▶ Task to complete
Copy the listing from its first line down through the line containing "positive clicks: (667, 9) (395, 16) (344, 11)", and replace "positive clicks" with "foreground clicks" wherever it appears in that span. Leave everything else unchanged.

BEGIN Available data

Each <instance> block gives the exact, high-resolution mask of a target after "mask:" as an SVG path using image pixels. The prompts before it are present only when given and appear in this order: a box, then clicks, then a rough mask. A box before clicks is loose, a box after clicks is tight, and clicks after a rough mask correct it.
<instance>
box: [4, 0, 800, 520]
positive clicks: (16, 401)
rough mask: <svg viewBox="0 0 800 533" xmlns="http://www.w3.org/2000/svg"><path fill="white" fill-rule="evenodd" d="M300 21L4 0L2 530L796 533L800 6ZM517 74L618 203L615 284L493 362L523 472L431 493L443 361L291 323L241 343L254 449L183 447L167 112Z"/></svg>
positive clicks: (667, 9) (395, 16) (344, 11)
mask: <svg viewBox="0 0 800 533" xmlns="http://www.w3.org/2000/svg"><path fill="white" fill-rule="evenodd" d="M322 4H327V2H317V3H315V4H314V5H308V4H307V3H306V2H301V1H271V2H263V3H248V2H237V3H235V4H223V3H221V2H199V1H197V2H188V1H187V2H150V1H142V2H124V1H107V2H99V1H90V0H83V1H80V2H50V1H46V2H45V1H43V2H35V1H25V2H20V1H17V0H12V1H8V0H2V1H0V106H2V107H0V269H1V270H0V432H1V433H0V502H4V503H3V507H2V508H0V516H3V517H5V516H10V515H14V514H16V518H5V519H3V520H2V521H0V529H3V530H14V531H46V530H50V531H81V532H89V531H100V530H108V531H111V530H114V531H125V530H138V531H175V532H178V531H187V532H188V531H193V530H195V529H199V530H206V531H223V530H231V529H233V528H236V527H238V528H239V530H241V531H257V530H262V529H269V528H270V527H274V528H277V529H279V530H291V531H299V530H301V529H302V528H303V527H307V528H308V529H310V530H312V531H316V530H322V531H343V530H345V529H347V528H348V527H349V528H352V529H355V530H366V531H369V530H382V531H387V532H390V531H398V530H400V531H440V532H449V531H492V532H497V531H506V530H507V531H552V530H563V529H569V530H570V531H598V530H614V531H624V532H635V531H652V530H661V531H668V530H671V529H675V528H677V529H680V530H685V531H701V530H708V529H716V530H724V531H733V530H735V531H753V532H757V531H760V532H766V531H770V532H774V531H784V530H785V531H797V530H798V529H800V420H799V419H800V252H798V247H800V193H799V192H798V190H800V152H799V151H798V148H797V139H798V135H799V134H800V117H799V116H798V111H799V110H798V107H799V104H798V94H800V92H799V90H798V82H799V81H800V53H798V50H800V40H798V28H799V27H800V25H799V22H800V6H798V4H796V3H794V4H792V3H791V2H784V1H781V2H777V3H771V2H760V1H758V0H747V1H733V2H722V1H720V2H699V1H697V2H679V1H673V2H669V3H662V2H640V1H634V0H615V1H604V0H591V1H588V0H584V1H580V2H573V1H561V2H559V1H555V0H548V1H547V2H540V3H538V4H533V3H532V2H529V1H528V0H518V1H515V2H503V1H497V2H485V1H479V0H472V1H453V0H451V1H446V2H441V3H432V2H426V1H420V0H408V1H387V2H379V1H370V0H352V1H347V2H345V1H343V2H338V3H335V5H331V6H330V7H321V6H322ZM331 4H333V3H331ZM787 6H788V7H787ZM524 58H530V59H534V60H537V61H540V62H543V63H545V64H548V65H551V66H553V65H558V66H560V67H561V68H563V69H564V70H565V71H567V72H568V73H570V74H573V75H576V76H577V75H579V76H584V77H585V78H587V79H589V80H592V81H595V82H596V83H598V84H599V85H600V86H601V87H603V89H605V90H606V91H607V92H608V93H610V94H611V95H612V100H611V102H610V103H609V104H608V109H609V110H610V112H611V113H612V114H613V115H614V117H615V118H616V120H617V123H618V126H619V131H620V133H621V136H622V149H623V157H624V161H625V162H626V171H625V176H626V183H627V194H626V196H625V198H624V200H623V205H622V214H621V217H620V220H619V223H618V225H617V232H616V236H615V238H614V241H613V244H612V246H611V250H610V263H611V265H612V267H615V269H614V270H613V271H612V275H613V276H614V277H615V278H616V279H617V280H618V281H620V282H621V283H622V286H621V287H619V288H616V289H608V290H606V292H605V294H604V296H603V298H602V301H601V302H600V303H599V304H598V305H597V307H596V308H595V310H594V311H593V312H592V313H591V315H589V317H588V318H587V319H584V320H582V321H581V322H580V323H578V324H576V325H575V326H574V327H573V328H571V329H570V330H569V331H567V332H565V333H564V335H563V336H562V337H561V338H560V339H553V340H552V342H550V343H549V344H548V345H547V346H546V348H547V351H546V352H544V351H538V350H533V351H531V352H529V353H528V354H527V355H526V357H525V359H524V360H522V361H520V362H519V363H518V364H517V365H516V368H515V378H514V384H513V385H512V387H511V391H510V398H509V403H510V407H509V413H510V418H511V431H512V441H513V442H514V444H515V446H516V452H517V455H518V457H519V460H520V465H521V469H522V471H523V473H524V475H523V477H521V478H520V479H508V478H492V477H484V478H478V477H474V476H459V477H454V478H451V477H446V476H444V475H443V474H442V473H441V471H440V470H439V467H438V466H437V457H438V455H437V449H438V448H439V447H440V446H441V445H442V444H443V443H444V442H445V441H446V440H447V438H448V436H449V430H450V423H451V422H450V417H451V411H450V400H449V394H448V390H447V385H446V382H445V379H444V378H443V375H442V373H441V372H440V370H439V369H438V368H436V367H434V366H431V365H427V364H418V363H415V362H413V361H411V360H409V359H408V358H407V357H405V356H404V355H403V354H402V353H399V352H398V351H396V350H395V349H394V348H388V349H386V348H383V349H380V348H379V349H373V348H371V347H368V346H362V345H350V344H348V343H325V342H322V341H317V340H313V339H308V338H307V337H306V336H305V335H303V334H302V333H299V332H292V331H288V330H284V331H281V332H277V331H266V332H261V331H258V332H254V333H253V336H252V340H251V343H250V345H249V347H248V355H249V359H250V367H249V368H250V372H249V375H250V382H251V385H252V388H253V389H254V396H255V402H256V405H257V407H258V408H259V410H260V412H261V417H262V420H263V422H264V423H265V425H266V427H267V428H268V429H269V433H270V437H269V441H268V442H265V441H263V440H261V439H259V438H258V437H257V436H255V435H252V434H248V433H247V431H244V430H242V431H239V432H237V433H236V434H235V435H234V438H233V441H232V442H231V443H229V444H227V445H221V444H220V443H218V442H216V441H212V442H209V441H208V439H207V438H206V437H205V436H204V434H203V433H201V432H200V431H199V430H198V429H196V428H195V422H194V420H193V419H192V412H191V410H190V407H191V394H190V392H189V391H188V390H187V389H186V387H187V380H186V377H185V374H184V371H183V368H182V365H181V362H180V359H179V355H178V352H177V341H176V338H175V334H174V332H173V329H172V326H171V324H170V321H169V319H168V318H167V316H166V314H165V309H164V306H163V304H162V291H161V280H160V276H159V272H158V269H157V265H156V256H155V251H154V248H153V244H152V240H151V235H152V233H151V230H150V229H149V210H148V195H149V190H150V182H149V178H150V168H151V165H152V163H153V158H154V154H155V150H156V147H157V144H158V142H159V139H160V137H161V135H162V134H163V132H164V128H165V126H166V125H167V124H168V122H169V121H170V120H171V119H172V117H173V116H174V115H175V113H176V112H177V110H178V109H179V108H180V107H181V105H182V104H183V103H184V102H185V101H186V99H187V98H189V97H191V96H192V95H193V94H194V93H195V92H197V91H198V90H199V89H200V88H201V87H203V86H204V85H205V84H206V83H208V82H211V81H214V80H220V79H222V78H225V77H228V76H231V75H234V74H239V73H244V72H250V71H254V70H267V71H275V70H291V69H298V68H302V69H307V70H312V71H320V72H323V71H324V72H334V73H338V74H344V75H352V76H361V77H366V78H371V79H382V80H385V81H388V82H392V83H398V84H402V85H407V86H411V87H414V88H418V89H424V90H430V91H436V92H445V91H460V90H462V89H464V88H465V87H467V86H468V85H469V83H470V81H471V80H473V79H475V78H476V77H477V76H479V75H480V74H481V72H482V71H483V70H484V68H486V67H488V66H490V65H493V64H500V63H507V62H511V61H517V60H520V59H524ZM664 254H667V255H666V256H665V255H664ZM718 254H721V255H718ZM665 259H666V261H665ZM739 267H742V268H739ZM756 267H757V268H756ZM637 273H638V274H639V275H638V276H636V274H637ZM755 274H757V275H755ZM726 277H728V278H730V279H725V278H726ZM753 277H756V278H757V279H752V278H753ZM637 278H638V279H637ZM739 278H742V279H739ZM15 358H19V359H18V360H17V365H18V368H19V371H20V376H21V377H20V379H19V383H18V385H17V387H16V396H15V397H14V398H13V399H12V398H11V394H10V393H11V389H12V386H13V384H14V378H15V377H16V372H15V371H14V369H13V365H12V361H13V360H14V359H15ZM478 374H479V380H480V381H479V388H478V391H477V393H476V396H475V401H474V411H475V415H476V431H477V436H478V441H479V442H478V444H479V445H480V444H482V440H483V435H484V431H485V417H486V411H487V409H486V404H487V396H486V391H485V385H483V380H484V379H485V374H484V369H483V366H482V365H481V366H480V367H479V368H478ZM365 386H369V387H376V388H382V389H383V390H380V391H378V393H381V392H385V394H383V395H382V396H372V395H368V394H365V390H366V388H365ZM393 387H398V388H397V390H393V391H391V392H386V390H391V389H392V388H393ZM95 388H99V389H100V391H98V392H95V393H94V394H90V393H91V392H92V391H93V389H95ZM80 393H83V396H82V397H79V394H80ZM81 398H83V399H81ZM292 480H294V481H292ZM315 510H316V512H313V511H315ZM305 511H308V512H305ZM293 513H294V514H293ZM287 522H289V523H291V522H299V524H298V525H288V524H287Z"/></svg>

END Available data

▶ Finished task
Each <instance> block gives the exact, high-resolution mask of a target after "mask:" as an SVG path using image pixels. The prompts before it are present only when given and appear in this order: a box, then clicks, then a rough mask. A box before clicks is loose, a box after clicks is tight, and clicks after a rough mask correct it.
<instance>
box: [4, 0, 800, 520]
foreground clicks: (16, 401)
rough mask: <svg viewBox="0 0 800 533" xmlns="http://www.w3.org/2000/svg"><path fill="white" fill-rule="evenodd" d="M300 21L4 0L2 530L796 533L800 6ZM517 74L618 203L615 284L493 362L523 472L431 493L443 361L291 323L241 343L254 449L183 447L167 112Z"/></svg>
foreground clicks: (667, 9) (395, 16) (344, 11)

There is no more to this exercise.